#### What is being asked
For every entry below, give an exact repeat and leave out the pictures.

#### Natural language region descriptions
== Segment start ==
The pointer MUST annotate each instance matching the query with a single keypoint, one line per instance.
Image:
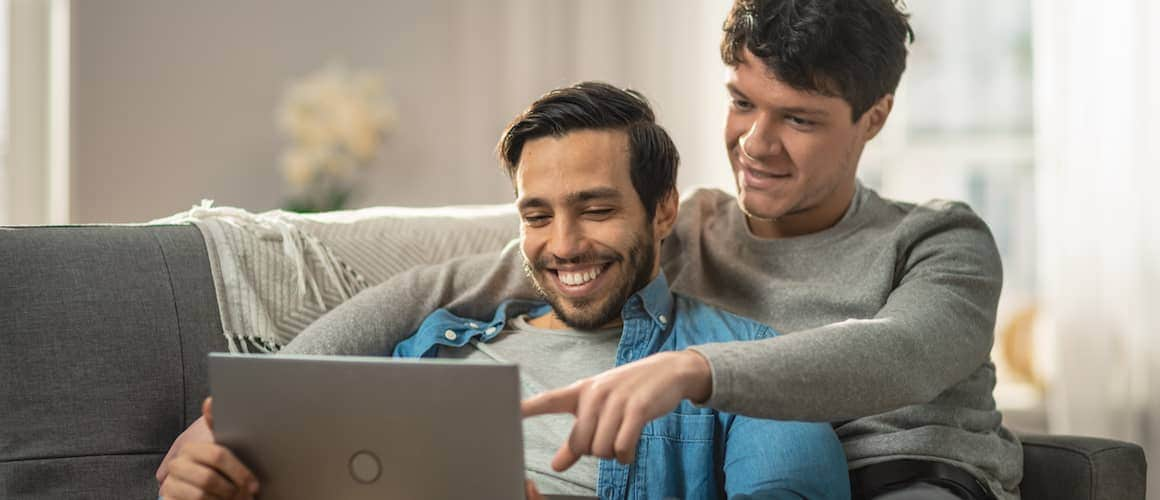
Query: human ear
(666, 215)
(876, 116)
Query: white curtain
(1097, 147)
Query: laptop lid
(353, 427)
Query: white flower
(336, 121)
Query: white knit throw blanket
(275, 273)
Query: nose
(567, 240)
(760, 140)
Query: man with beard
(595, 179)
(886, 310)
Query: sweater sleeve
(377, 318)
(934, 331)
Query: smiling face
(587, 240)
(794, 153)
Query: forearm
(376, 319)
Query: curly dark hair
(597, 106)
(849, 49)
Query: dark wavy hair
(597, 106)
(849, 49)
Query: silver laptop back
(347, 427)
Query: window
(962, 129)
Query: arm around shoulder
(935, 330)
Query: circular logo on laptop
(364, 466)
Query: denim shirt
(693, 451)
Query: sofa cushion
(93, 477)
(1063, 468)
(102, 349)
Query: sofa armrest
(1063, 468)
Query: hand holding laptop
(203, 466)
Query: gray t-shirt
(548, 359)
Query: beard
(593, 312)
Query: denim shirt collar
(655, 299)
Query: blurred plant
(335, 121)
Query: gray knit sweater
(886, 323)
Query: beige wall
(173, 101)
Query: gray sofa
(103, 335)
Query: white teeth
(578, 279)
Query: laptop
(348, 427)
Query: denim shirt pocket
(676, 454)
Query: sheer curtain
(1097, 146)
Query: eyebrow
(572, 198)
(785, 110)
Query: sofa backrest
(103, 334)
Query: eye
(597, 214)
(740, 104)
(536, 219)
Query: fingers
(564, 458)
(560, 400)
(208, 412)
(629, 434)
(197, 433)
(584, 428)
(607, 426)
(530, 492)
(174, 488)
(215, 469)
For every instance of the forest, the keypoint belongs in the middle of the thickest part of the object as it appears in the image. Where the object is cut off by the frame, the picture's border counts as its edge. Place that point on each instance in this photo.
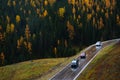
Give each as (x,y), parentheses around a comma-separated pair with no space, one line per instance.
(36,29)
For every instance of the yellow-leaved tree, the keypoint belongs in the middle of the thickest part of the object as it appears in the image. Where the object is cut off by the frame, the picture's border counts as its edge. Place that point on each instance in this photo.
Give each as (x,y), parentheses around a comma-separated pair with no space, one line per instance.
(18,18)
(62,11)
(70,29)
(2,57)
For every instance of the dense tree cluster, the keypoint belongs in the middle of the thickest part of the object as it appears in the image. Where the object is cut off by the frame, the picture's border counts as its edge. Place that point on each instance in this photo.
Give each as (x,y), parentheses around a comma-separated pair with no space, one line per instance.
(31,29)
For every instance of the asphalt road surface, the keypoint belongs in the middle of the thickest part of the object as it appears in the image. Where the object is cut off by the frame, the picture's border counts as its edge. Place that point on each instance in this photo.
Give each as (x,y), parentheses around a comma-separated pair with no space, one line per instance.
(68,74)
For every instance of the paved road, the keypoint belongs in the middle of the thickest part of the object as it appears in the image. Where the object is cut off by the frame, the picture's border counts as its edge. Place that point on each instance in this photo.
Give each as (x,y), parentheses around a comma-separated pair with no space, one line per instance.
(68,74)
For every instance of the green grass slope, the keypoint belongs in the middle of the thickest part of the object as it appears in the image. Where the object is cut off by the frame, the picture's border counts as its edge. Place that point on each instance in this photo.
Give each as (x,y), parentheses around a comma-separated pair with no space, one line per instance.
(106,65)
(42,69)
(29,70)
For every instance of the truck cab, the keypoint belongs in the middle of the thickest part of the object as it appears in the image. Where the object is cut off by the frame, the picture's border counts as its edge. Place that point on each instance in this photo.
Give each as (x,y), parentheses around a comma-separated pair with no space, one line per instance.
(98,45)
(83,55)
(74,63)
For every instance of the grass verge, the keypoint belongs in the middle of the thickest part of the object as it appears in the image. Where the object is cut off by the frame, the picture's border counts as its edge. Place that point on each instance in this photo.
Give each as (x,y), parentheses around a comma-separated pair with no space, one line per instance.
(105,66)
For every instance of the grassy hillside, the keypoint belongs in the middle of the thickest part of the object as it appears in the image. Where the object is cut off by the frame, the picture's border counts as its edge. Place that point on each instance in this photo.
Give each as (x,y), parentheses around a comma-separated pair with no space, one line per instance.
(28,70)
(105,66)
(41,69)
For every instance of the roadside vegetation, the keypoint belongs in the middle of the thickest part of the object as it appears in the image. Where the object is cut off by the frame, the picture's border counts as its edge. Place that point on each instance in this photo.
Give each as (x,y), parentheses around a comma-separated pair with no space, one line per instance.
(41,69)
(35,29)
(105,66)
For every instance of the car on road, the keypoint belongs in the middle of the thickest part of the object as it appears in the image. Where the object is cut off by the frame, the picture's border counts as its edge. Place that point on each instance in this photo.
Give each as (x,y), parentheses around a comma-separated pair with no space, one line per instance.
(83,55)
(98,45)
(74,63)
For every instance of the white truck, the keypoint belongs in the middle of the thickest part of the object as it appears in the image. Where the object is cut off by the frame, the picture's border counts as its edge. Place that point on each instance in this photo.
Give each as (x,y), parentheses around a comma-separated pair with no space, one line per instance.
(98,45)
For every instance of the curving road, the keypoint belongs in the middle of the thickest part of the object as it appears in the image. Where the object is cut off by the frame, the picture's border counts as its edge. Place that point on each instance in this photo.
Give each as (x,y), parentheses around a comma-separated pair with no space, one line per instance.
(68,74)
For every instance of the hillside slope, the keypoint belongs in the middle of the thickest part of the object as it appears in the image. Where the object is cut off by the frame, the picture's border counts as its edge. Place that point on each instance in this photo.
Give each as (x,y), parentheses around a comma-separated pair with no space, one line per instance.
== Segment end ==
#### Output of the task
The pointer MUST annotate each instance matching the query with a single keypoint, one line per instance.
Image:
Query: human ear
(666, 215)
(876, 116)
Query: white curtain
(1097, 147)
Query: laptop lid
(353, 427)
Query: white flower
(336, 121)
Query: white knit throw blanket
(275, 273)
Query: nose
(567, 240)
(760, 140)
Query: man with beard
(595, 179)
(886, 310)
Query: sweater sleeve
(377, 318)
(934, 331)
Query: smiling face
(587, 240)
(794, 153)
Query: forearm
(376, 319)
Query: curly dark hair
(597, 106)
(849, 49)
Query: dark wavy hair
(597, 106)
(849, 49)
Query: silver laptop back
(347, 427)
Query: window
(962, 129)
Query: arm around shoulder
(935, 330)
Query: circular logo on laptop
(364, 466)
Query: denim shirt
(693, 451)
Query: sofa cushion
(93, 477)
(1063, 468)
(102, 349)
Query: sofa armrest
(1063, 468)
Query: hand holding laptop
(203, 466)
Query: gray t-shirt
(548, 359)
Query: beard
(593, 312)
Query: denim shirt collar
(655, 299)
Query: blurred plant
(335, 121)
Query: gray knit sweater
(886, 323)
Query: beige wall
(173, 101)
Query: gray sofa
(103, 335)
Query: white teeth
(578, 279)
Query: laptop
(348, 427)
Query: denim shirt pocket
(676, 454)
Query: sheer curtain
(1097, 146)
Query: eyebrow
(572, 198)
(785, 110)
Query: sofa backrest
(103, 334)
Query: eye
(597, 214)
(740, 104)
(536, 219)
Query: fingers
(564, 458)
(560, 400)
(208, 412)
(629, 434)
(197, 433)
(584, 428)
(607, 426)
(530, 492)
(174, 488)
(215, 469)
For every instance of the forest, the keypoint belongs in the middle of the thickest part of the object as it appears in the image. Where the object is cut off by the frame, the picture's border counts as its edge. Place that point on each instance in this photo.
Give each as (x,y), parentheses around a comma-separated pair with no space, one line per instance.
(36,29)
For every instance of the yellow-leaved tree, the keypoint belongs in the middle of the thickest part of the object as it appears in the image. Where the object is cut off by the frame, the picture's border counts as its edge. Place that point on each instance in this photo.
Give each as (x,y), parentheses around a comma-separated pair with no space, one line per instance.
(18,18)
(62,11)
(70,29)
(2,57)
For every instance of the dense tree cluster, the keypoint belongs in the middle of the thickest part of the object as it appears in the image. Where the object is cut off by the frame, the picture's border counts as its edge. Place that point on each instance in this photo.
Give each as (x,y), parentheses around a comma-separated pair with no space, one line per instance.
(31,29)
For every instance of the asphalt road surface, the keypoint belongs in the middle of the thickest part of the object as it appears in the image. Where the object is cut off by the frame, the picture's border counts as its edge. Place that point on each instance in this photo.
Give each as (x,y), parentheses around a comma-separated pair with no space, one line per instance.
(68,74)
For every instance of the paved road, the keypoint belongs in the middle of the thickest part of the object as it appears in the image. Where the object is cut off by the frame, the picture's border counts as its edge. Place that point on each instance in this photo.
Give each as (x,y), parentheses around a comma-separated pair with no space, one line per instance.
(68,74)
For every instance of the green grass slope, the keypoint belongs in the middle of the thickest part of the object as it appears in the image. Where the object is cut off by the frame, the picture's border counts as its edge. Place that point on each instance in this photo.
Give each as (x,y), parentheses around a comma-separated pair with no space, one line per instance.
(106,65)
(42,69)
(29,70)
For every instance of the truck cab, the keypoint belongs in the middle of the thickest part of the object as it appears in the image. Where the object is cut off by the frame, the picture's border counts as its edge. Place that point on each instance in this photo.
Give each as (x,y), parentheses around a comma-separated pair with no space, one line per instance.
(98,45)
(83,55)
(74,63)
For every instance of the grass verge, the keypoint belongs in the middle of the thickest part of the object as it appears in the image. Where the object is cut off by the frame, the picture's border counts as its edge. Place that point on each instance in this photo.
Give each as (x,y), parentheses around a comma-separated pair with no space, one line per instance.
(105,66)
For every instance of the grassy hillside, the keypoint belongs in the middle of the thickest part of the object as it appears in the image. Where the object is cut off by the frame, the picture's border counts as its edge. Place that point on each instance in this photo.
Give each as (x,y), parentheses around a comma-separated pair with no space, one line per instance.
(28,70)
(105,66)
(41,69)
For every instance of the roadside vegetation, the keypoint belongs in the middle of the thickest part of the object as it appears in the image. Where the object is cut off by the frame, the picture's border counts as its edge. Place that point on each instance in this photo.
Give each as (x,y), parentheses around a comma-separated pair with no space, one line per instance.
(41,69)
(35,29)
(105,66)
For every instance of the car on road, the keypoint belongs in the middle of the thickest part of the object as it appears in the image. Where the object is cut off by the frame, the picture's border counts as its edge. Place that point on each instance in this photo.
Give each as (x,y), parentheses around a comma-separated pair with no space, one line per instance.
(83,55)
(98,45)
(74,63)
For every instance of the white truck, the keypoint belongs in the middle of the thickest part of the object as it appears in the image. Where the object is cut off by the frame, the picture's border counts as its edge. Place that point on each instance in this photo.
Give each as (x,y), parentheses around a comma-separated pair with no space, one line per instance.
(98,45)
For every instance of the curving road, the keypoint belongs in the middle of the thickest part of the object as it appears in the image. Where the object is cut off by the frame, the picture's border counts as its edge. Place that point on each instance in this photo.
Give each as (x,y), parentheses around a comma-separated pair with no space, one line per instance.
(68,74)
For every instance of the hillside slope, the keypoint belongs in the middle of the thickest part of the object as it appears in the image. Where the object is cut off by the frame, the picture's border counts as its edge. Place that point on each instance in this photo.
Give each as (x,y), parentheses around a comma-separated pair with no space, one line per instance.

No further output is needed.